__AVAILABLE DATA__
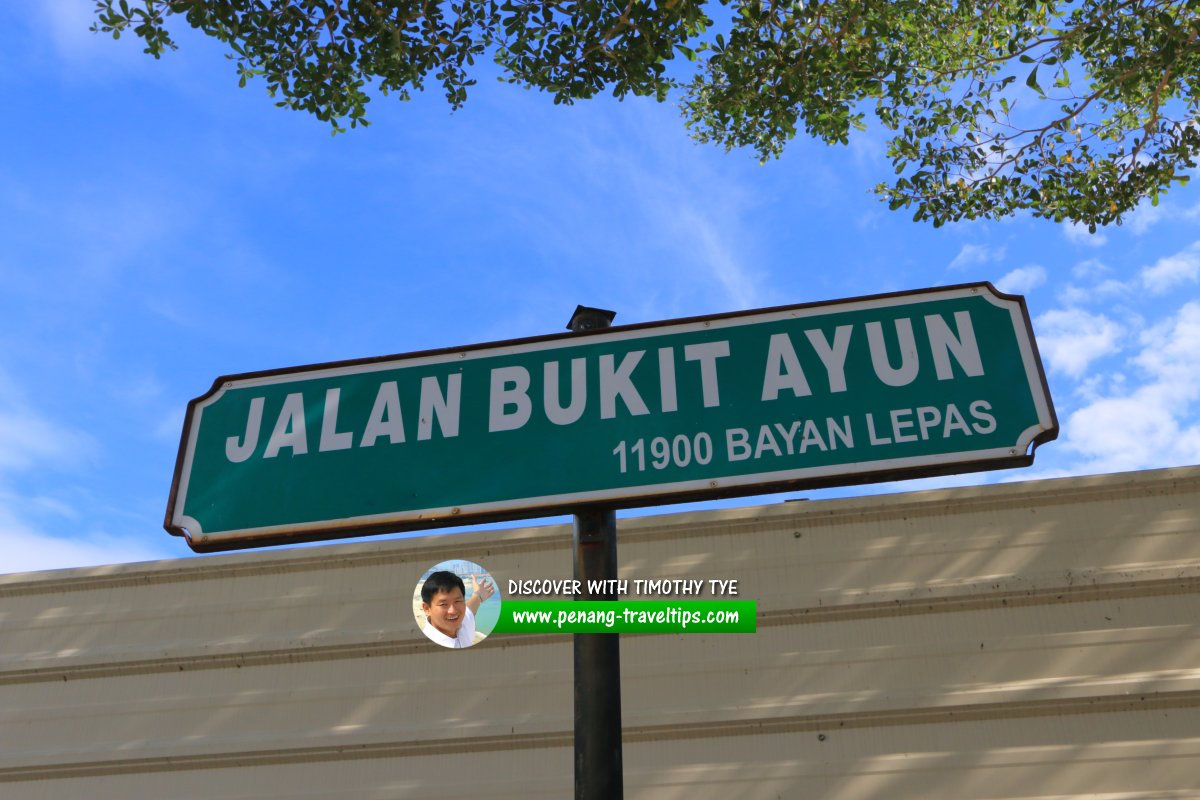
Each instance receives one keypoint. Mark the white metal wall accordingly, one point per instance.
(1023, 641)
---
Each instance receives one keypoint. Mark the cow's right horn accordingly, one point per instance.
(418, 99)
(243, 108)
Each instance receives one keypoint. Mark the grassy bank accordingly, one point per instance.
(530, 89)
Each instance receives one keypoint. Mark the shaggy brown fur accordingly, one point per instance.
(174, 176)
---
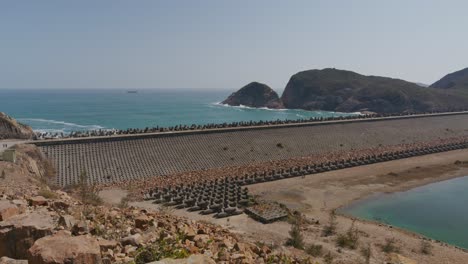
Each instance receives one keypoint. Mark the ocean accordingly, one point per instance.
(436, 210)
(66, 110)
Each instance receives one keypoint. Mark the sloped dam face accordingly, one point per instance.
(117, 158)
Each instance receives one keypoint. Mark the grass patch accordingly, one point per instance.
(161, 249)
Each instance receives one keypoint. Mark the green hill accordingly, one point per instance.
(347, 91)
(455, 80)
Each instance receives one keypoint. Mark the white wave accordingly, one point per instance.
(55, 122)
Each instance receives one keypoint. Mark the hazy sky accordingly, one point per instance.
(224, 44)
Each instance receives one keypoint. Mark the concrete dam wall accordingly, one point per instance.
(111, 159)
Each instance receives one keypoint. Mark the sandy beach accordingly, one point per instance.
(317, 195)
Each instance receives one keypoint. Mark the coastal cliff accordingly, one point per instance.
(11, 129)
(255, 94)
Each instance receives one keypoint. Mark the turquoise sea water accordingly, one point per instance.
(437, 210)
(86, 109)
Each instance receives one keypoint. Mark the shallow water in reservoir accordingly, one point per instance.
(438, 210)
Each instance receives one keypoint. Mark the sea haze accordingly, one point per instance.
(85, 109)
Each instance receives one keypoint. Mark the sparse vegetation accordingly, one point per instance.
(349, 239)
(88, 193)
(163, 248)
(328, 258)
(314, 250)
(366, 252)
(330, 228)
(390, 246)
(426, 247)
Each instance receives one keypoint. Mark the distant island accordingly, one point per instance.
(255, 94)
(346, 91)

__EXERCISE GOAL__
Rewrite the stretch from "Each instance receives one keypoint. Mark the white metal" through "(1023, 641)", swapping "white metal wall" for "gray metal wall" and leaving everything else as it stands.

__OUTPUT FOR THIS EXERCISE__
Each instance receives one keypoint. Mark the gray metal wall accordingly, one point per instance.
(1023, 641)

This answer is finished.